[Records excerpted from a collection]
** START **

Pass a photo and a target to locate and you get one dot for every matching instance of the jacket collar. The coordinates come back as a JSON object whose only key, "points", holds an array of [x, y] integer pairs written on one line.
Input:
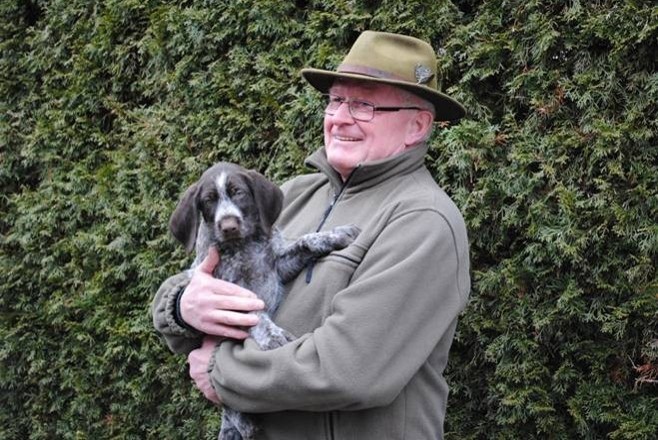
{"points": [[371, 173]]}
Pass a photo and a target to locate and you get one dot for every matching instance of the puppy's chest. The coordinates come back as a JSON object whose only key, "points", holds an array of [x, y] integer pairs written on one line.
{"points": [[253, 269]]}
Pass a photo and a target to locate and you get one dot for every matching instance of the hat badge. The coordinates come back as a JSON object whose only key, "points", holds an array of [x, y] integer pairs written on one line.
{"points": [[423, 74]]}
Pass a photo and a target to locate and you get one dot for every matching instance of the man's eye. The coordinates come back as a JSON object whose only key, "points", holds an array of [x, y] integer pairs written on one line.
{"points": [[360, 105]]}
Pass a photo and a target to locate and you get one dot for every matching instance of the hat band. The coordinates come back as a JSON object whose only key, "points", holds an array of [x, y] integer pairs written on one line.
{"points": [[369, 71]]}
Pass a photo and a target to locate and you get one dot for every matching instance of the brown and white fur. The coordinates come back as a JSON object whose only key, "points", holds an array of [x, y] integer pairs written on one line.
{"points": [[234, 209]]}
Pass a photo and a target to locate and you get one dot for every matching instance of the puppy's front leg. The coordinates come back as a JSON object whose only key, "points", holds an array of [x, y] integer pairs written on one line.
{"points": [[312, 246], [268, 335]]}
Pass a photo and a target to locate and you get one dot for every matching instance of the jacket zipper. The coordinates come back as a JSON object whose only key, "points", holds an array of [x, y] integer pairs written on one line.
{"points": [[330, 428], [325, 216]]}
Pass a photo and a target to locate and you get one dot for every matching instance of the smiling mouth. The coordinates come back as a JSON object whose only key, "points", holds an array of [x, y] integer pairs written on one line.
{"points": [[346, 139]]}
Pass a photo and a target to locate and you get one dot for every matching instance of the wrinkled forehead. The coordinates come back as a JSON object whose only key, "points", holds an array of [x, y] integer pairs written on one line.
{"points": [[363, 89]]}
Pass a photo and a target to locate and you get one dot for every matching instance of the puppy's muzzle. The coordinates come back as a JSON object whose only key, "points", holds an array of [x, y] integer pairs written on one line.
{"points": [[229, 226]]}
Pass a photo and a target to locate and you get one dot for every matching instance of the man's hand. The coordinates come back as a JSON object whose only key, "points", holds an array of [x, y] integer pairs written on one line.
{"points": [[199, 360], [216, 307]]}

** END **

● **Instructions for the task**
Restate the whole of the material word for word without the pictures.

● **Written answer**
Pass a photo and a target to locate and you get one dot for every matching instance of the jacket collar. The coordinates come back as a JSON object whose only key, "points", holds an array of [x, y] integer pairs written on one line.
Input:
{"points": [[371, 173]]}
Pass a photo and a target to locate and you get one dot for every matching instance of the puppy's chest. The coordinates come back as a JSON object whose only key, "points", holds an array of [x, y] integer pairs written on one line.
{"points": [[253, 269]]}
Pass a photo and a target to locate and you get one dot for every matching instance of the hat badge. The coordinates come back as a JSON object whose only key, "points", holds an array of [x, y] integer pairs written on one line.
{"points": [[423, 74]]}
Pass a photo and a target to locate and you get one dot for every matching instance of the man's eye. The coordinates come back as a JSON object whose only key, "points", holds an array of [x, y] integer pairs written on one line.
{"points": [[360, 105]]}
Pass a photo and a target to locate and you get one dot for every matching instance of the hat band. The coordinates come back as a JSON object whose only key, "points", holds an array of [x, y] integer pairs written on one line.
{"points": [[369, 71]]}
Pass a photo and a target to locate and you get one dot for every matching instance of the brown and white fur. The coordinates come back as a JSON object whose only key, "points", holds an array of [x, y] integer pairs written on one line.
{"points": [[234, 209]]}
Pass a photo and a target to locate and you get one dot for every matching instance of the puppy's front leg. The coordinates come back as a JSON object whose only key, "points", holds an array of [x, y] integer pairs written on one line.
{"points": [[312, 246], [268, 335]]}
Pass a photo and a target to locate and you get one dot for every matching instance of the jacket zipper. The coordinates come back as a JSON object whose only key, "points", holds an array of [x, y] integer pairs written on one line.
{"points": [[330, 428], [325, 216]]}
Pass a photo and a target to locate and you get one dot for every matching instance of the smiling mouth. The coordinates come back as a JSON object whose only key, "points", holds an array of [x, y] integer pairs written on one line.
{"points": [[346, 139]]}
Pass a photo and a target to locate and you get one dot for every matching instance of the wrinkled forehead. The coordinates come back as a JSON object whose only key, "points", holds an array of [x, y] integer pairs written on one line.
{"points": [[363, 89]]}
Pass a photo and a target to locate and you get one dot for every matching instance of the puppy's muzzle. The coordinates come back as a JSON object whose only key, "points", holds an array of [x, y] integer pairs written on one line.
{"points": [[229, 226]]}
Pass a photo and a target to locate and you get one dot for every matching instance of the man's hand. The coordinates come back as a JSON object whose only key, "points", holds an array of [x, y] integer pairs written on one line.
{"points": [[199, 360], [216, 307]]}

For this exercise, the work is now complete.